- [Text]:
Fractional Data Governance
What is it?
Data Governance is difficult. Not least because no one really knows what it is. It suffers continental drift in terms of definition. Worse still the activities, outcomes and benefits of a robust, transparent and best practice data governance framework are rarely articulated or understood.
The biggest problem with realising any benefits is -while data may be postulated an asset – it does not have the same clarity of ownership, organisational structure, cultural behaviours and trained staff compared to other assets such as staff, finance and estates.
This makes designing, communicating, educating, implementing and sustaining data governance across an entire university quite a challenge. This lack of formal data governance qualifications and practitioner organisations make finding people who can do this equally difficult.
Hence the need for ‘fractional data governance‘. A good way to think of this is to consider how you would move house. Generally you’ll get advice to help you choose a new home, you’ll employ professionals in conveyancing, removals, etc. and you’ll have a set of processes to deal with changes of address, etc.
That’s what this is. A set of building blocks to get you started, and a simple framework to embed the necessary changes in culture and behaviour.
What can I do with it?
That depends. It must be aligned to what the institution has identified as priority, and further has to be mandated and supported at the highest levels. If such a commitment is made, there are many benefits including:
- High quality, trusted data for improved operational efficiency and evidenced based decision making
- A single source of data trusted throughout the university
- An understanding of risks associated with data owned or data held on behalf of students
- Confidence in data to support a data driven student experience
- Visible improvements in efficiency around data cleansing and formatting
- Less time arguing about whose data is right, and more time having the right data at the right time.

- [Extracted records]:
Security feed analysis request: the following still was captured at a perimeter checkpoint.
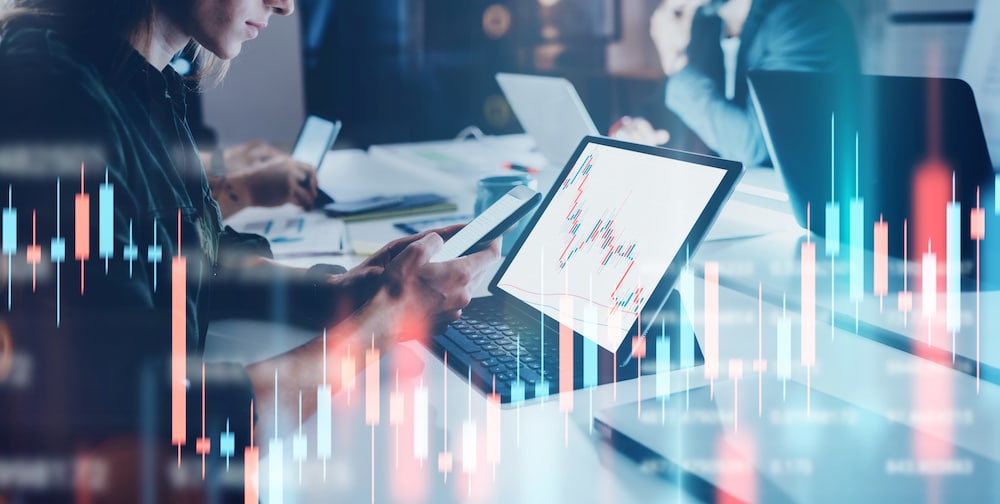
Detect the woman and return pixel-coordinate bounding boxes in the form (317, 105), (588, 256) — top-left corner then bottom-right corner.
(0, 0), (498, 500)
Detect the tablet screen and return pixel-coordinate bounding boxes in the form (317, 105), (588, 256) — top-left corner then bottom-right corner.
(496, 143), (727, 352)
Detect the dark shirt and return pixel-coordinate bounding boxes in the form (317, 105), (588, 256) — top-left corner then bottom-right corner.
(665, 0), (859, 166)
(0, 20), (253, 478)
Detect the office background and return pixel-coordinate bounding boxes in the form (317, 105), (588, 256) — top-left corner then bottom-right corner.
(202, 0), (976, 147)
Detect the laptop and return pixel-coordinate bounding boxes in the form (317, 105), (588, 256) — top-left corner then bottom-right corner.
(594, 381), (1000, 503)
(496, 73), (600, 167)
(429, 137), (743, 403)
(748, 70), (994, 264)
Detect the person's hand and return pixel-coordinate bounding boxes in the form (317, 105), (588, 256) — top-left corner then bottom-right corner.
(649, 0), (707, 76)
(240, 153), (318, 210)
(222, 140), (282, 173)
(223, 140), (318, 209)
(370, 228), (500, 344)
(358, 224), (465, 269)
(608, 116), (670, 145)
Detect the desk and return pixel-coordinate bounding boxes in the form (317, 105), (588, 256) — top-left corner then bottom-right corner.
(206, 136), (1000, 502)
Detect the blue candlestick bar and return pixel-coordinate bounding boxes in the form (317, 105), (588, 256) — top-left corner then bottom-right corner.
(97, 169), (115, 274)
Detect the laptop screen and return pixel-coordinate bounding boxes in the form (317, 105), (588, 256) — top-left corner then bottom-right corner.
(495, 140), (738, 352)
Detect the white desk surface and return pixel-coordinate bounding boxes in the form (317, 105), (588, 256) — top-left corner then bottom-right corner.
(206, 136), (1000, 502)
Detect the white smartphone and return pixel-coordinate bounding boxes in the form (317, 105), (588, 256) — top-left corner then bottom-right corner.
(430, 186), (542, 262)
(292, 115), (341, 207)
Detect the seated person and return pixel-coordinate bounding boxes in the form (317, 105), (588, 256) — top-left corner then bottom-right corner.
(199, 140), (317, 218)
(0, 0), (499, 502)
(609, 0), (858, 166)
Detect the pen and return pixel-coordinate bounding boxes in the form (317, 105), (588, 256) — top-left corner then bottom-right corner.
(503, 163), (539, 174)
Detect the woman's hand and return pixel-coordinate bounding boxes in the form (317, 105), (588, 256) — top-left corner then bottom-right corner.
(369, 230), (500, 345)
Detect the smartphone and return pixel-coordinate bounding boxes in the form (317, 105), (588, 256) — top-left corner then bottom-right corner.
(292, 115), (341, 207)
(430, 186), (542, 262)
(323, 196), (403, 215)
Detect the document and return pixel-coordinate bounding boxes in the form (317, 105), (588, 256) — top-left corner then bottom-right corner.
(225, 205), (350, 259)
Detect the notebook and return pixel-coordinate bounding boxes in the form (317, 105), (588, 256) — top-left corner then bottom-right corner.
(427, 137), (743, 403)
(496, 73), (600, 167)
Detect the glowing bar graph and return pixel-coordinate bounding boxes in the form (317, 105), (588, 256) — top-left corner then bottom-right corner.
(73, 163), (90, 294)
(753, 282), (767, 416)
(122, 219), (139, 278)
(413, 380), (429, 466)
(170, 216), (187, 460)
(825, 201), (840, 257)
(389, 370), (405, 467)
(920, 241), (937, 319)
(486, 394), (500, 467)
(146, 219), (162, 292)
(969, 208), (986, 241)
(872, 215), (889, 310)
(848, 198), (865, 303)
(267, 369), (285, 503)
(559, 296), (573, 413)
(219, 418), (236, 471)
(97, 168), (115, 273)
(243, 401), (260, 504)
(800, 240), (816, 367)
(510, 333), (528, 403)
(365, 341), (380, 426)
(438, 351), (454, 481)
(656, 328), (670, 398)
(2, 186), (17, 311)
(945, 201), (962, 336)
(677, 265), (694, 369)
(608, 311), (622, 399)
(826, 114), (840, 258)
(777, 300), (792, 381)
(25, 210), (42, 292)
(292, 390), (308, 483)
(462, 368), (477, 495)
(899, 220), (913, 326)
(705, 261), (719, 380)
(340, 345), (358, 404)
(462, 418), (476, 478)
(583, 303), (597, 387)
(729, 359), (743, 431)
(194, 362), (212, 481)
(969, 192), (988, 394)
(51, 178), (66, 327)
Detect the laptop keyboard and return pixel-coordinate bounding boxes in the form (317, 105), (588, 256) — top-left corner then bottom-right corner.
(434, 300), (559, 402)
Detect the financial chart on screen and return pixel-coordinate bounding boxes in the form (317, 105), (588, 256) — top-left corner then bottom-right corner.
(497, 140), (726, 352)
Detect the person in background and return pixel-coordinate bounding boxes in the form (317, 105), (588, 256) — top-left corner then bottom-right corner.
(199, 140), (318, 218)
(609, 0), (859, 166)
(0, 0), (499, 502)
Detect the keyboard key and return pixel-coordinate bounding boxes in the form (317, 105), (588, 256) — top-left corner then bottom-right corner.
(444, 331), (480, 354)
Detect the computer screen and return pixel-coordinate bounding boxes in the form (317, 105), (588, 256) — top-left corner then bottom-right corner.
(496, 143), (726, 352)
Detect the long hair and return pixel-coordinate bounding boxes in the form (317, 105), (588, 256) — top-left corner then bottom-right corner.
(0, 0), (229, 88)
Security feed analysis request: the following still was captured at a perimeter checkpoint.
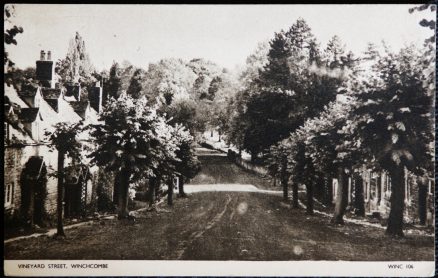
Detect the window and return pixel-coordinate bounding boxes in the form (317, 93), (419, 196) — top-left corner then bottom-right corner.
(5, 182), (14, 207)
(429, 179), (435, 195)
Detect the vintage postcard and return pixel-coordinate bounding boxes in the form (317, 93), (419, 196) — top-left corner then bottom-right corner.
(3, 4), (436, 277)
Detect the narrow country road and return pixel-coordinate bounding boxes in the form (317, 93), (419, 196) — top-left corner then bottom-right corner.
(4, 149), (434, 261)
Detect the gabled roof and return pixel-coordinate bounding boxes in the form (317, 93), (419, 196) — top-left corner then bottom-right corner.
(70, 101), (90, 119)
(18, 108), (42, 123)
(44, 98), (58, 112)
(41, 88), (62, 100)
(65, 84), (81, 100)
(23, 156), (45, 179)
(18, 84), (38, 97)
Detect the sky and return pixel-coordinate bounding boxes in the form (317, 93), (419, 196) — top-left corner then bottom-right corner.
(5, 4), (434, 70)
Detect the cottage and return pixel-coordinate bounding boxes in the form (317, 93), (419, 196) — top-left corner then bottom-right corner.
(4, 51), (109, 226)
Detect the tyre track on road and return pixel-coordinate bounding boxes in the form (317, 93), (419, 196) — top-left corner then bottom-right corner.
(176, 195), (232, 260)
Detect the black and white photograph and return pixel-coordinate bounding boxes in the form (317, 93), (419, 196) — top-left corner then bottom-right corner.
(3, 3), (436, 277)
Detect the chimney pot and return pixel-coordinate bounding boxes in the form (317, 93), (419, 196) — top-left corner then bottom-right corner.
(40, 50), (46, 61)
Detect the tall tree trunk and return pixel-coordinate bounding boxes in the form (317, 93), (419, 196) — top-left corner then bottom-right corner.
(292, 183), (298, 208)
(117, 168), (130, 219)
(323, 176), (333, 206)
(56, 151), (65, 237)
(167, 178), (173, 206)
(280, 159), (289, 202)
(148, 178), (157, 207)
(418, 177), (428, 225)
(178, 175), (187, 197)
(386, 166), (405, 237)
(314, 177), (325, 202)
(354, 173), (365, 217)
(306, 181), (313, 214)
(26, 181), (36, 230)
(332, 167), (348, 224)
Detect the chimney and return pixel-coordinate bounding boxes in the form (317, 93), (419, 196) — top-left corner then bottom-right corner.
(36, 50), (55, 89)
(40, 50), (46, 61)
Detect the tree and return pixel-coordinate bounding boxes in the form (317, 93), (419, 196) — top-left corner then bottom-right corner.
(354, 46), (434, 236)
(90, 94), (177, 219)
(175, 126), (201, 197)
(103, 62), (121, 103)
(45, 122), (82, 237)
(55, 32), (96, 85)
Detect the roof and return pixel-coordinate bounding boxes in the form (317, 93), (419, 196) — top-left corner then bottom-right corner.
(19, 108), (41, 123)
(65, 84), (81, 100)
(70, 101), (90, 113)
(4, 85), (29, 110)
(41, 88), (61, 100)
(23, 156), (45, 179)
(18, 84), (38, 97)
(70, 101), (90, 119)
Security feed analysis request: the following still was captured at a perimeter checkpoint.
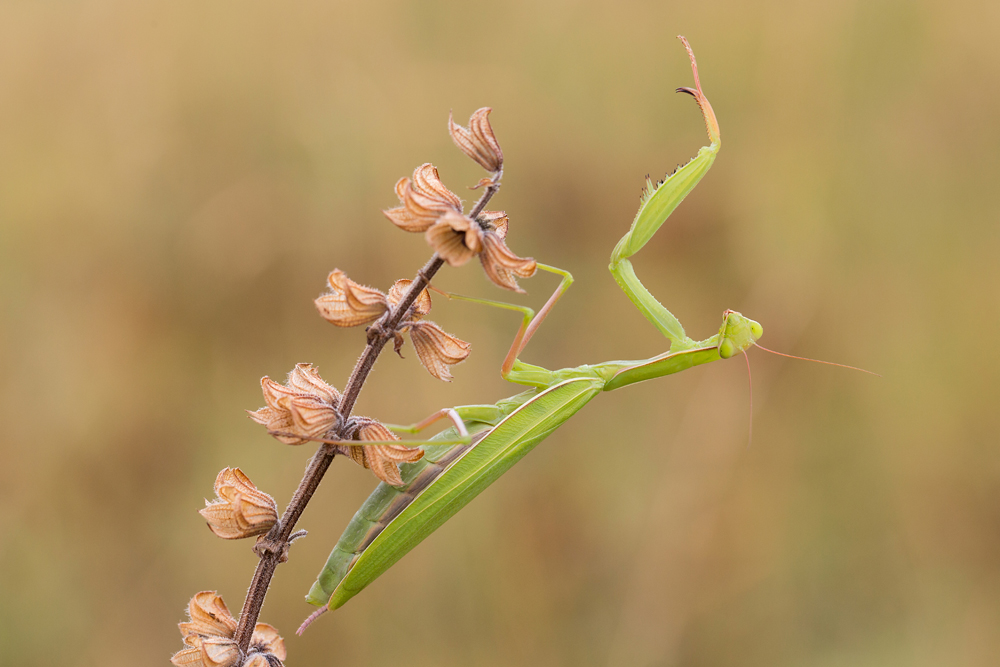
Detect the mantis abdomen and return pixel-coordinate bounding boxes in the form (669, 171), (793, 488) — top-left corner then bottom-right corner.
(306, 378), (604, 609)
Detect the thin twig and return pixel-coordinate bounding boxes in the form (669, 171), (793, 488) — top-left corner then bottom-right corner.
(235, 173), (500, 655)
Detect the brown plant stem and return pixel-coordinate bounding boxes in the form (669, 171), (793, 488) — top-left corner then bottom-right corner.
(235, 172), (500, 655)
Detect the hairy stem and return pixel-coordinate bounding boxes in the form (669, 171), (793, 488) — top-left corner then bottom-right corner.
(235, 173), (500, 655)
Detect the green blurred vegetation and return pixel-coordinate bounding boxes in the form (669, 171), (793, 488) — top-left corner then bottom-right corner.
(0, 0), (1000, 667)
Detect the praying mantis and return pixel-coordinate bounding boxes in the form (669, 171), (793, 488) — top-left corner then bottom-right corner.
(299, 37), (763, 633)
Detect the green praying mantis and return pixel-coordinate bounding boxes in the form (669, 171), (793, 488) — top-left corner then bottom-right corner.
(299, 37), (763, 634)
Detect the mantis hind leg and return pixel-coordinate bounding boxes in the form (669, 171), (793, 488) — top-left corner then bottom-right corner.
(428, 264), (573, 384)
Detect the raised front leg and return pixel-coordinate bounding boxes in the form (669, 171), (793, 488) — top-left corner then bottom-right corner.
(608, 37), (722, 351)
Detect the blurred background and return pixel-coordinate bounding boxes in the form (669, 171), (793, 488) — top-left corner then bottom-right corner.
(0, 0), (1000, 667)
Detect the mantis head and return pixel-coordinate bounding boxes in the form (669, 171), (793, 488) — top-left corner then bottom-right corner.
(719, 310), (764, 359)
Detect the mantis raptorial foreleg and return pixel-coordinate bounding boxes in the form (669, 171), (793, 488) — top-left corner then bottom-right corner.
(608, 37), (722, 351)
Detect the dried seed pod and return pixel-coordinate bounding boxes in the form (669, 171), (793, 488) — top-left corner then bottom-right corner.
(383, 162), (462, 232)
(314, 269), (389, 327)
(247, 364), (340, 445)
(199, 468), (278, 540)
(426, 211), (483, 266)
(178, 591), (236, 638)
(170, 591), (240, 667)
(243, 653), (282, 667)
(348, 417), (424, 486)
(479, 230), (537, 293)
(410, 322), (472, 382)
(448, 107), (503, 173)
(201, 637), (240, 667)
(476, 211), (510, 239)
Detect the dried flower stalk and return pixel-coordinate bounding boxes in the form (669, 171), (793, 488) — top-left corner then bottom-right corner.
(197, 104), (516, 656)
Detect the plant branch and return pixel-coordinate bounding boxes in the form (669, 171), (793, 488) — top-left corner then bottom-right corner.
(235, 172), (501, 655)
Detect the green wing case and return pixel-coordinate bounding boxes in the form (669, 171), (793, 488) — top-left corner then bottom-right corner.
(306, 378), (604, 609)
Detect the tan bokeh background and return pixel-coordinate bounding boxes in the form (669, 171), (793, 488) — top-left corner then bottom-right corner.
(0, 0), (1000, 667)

- [Challenge]:
Extract everything from "The biggest problem" down to "of address, etc." in the fractional data governance page, word for word. The records have nothing to do with the page on fractional data governance.

- [Final result]:
The biggest problem with realising any benefits is -while data may be postulated an asset – it does not have the same clarity of ownership, organisational structure, cultural behaviours and trained staff compared to other assets such as staff, finance and estates.
This makes designing, communicating, educating, implementing and sustaining data governance across an entire university quite a challenge. This lack of formal data governance qualifications and practitioner organisations make finding people who can do this equally difficult.
Hence the need for ‘fractional data governance‘. A good way to think of this is to consider how you would move house. Generally you’ll get advice to help you choose a new home, you’ll employ professionals in conveyancing, removals, etc. and you’ll have a set of processes to deal with changes of address, etc.